» Document passage:

Every current account comes with built-in thresholds for cash deposits, withdrawals, and digital transfers. Go beyond those free quotas, and the “extra” you pay in fees can quietly eat into margins.

Understanding how these limits work, and how they differ across banks, is now as critical as choosing the right payment app.

Why Transaction Limits Matter for SMEs & Professionals

For entrepreneurs and professionals, the current account is the operating hub for daily collections, vendor payouts, salaries, and tax payments. Every swipe of a debit card or account transfer counts toward monthly quotas. When those quotas are exceeded, charges begin to erode margins.

Consider a design consultancy that pays freelancers and suppliers through UPI. If the firm’s bank limits free outward transactions or caps daily transfer values, the new NPCI limit may help with larger single payments, but exceeding the bank’s internal quota could still trigger extra fees.

Whether you run a retail outlet or a law practice, knowing your account’s transaction caps, including the professional account limits many banks apply, is as important as tracking revenue.

Key Components of Current Account Fees

A proper current account fees comparison starts with understanding the moving parts:

  • Average Balance Requirements: Many banks expect a monthly or quarterly average balance (MAB/AQB). Failing to maintain it can mean penalties from a few hundred to several thousand rupees.
  • Cash Deposits and Withdrawals: Banks often provide a free cash deposit limit—say, ₹10 lakh a month or 25 transactions. Beyond that, fees of ₹2–₹4 per ₹1,000 are common.
  • Digital Transfers: NEFT, RTGS, IMPS, and now UPI are increasingly free within certain limits, but some banks impose per-transaction charges after a quota.
  • Non-home Branch Usage: Depositing or withdrawing at a branch other than your home branch can invite separate charges.
  • Cheques and Instruments: Free cheque leaves and demand drafts are typically capped; extra leaves or drafts cost per instrument.

By itemising these elements before opening a business current account—or while reviewing an existing one—you can avoid unpleasant surprises.

SME Current Account Charges: What to Expect

When evaluating SME current account charges, pay attention to how your business handles cash versus digital transactions.

  • Cash-intensive businesses—retail shops, restaurants, small manufacturers—should prioritise accounts with higher free cash deposit limits.
  • Digitally heavy operations—tech startups or consultancy firms—may benefit from accounts that reward online payments with fee waivers. Some banks waive non-maintenance charges if a certain number of NEFT/UPI transactions are completed each month.

» Material shown:
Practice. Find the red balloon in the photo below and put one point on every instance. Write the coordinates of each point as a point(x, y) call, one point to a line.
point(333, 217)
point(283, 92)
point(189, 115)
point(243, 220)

» Problems:
[1] Transcribe the passage on current account fees word for word, everything from "Understanding how these" down to "trigger extra fees.".
[2] In three sentences, summarize the passage on current account fees.

» Solutions:
[1]
Understanding how these limits work, and how they differ across banks, is now as critical as choosing the right payment app.

Why Transaction Limits Matter for SMEs & Professionals

For entrepreneurs and professionals, the current account is the operating hub for daily collections, vendor payouts, salaries, and tax payments. Every swipe of a debit card or account transfer counts toward monthly quotas. When those quotas are exceeded, charges begin to erode margins.

Consider a design consultancy that pays freelancers and suppliers through UPI. If the firm’s bank limits free outward transactions or caps daily transfer values, the new NPCI limit may help with larger single payments, but exceeding the bank’s internal quota could still trigger extra fees.

[2] Every current account has free quotas for cash deposits, withdrawals, and digital transfers, and fees charged beyond them can erode the margins of SMEs and professionals. The main fee components are average balance requirements, cash deposits and withdrawals, digital transfers, non-home branch usage, and cheques and instruments. Cash-intensive businesses should prioritize accounts with higher free cash deposit limits, while digitally heavy operations may benefit from accounts that reward online payments with fee waivers.